§ **Excerpts from point annotation data**

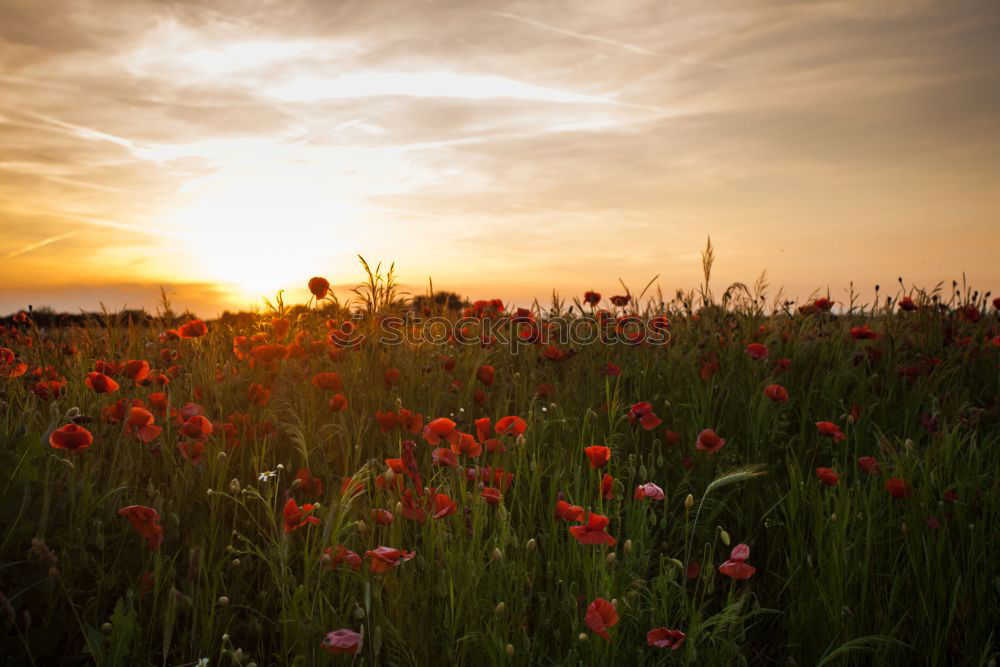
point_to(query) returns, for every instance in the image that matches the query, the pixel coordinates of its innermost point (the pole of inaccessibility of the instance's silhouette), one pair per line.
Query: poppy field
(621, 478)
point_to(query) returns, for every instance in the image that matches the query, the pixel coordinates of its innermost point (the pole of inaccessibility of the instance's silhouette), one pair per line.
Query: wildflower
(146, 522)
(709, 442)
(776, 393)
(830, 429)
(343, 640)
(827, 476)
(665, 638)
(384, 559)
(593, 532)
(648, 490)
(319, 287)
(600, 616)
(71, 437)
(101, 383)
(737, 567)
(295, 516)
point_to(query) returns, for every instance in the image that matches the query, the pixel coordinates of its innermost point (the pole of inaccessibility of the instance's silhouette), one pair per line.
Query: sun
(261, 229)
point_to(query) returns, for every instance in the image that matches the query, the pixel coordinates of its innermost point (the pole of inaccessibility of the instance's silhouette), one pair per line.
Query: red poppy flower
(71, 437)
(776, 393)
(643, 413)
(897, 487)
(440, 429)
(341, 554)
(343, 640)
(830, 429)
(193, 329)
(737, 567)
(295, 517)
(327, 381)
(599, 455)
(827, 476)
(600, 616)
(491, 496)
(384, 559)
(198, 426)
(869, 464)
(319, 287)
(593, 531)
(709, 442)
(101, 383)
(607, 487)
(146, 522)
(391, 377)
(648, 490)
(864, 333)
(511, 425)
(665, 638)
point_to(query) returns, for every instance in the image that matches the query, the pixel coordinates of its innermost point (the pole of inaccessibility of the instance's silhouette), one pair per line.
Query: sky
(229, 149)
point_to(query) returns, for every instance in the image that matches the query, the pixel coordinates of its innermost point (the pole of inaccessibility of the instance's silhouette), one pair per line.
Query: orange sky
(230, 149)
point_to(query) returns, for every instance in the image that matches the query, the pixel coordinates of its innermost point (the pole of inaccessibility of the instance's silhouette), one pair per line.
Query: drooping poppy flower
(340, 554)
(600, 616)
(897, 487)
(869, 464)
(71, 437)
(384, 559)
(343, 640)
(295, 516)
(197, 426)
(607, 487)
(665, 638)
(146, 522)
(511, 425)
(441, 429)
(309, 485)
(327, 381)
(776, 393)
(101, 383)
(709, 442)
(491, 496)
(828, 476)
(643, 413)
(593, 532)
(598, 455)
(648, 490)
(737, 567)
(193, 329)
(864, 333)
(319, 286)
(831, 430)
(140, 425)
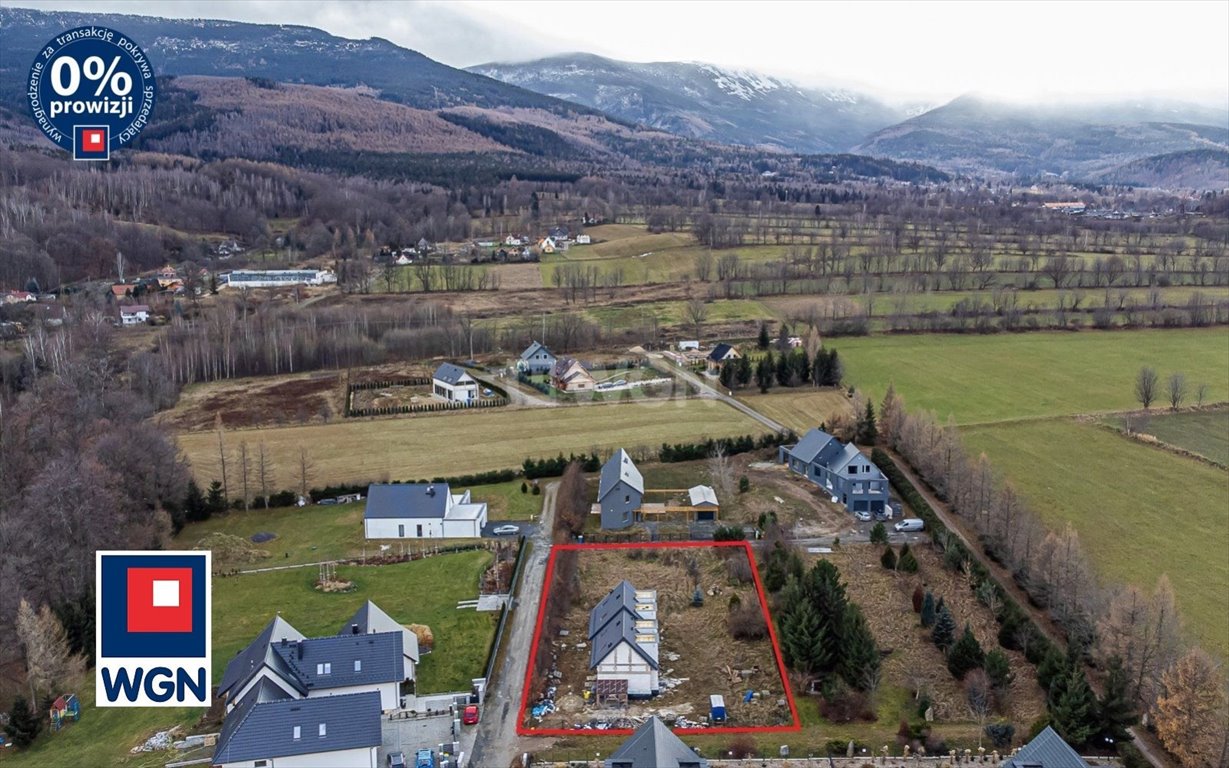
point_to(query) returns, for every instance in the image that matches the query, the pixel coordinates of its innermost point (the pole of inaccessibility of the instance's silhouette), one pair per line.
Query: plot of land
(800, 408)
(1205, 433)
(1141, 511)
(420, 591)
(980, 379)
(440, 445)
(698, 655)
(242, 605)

...

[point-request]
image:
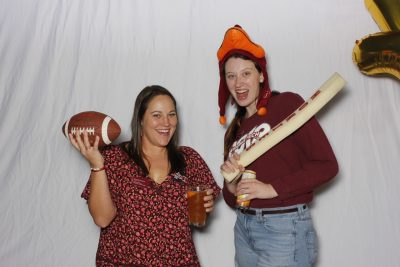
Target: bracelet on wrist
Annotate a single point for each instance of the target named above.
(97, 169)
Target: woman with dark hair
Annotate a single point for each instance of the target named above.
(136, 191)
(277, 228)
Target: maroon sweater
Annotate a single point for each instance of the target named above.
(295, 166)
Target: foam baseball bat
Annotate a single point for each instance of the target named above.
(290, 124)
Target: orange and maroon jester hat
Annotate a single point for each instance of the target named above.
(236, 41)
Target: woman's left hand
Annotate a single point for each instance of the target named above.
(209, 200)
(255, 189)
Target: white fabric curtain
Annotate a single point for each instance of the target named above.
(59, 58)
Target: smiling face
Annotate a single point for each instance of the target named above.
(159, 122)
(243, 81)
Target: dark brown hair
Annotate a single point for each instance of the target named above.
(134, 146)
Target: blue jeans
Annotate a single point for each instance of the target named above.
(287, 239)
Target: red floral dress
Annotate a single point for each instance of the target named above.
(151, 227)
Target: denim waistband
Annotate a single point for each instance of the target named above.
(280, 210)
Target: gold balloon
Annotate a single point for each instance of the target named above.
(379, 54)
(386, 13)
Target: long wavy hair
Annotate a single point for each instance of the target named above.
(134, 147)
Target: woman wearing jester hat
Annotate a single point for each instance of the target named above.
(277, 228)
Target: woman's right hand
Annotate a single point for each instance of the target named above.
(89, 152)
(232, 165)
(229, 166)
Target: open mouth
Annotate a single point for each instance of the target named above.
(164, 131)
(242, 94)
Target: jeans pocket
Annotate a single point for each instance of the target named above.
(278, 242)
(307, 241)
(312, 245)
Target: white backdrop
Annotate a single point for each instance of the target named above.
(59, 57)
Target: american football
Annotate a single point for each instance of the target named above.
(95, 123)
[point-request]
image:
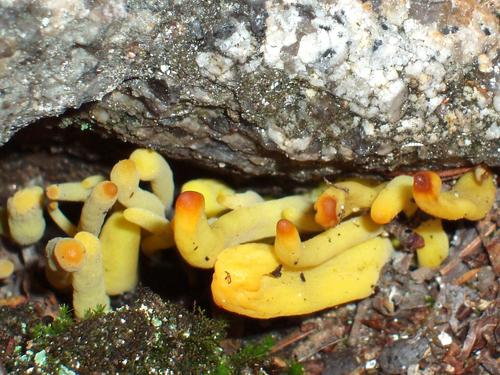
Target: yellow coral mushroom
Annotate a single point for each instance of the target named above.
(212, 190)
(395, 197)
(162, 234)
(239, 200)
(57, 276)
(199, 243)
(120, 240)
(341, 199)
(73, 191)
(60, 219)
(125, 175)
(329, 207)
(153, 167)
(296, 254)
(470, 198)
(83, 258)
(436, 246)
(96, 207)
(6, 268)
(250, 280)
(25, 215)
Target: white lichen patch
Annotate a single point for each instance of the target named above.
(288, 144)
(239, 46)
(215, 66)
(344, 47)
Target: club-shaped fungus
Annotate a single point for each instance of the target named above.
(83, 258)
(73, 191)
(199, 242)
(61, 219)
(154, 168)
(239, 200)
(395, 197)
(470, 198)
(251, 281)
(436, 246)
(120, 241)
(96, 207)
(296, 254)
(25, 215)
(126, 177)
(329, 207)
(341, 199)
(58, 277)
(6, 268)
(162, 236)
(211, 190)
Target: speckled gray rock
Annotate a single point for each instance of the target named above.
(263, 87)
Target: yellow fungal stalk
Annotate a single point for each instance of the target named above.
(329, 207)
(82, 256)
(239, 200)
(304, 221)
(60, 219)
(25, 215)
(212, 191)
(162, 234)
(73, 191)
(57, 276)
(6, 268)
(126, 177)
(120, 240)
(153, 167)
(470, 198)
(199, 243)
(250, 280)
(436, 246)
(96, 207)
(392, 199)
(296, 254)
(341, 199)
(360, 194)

§ **What to work on**
Pull out each line of the items above that contains the string "yellow", matching its case exactly.

§ **Problem solution**
Target: yellow coral mushroom
Target: yellow fungal stalk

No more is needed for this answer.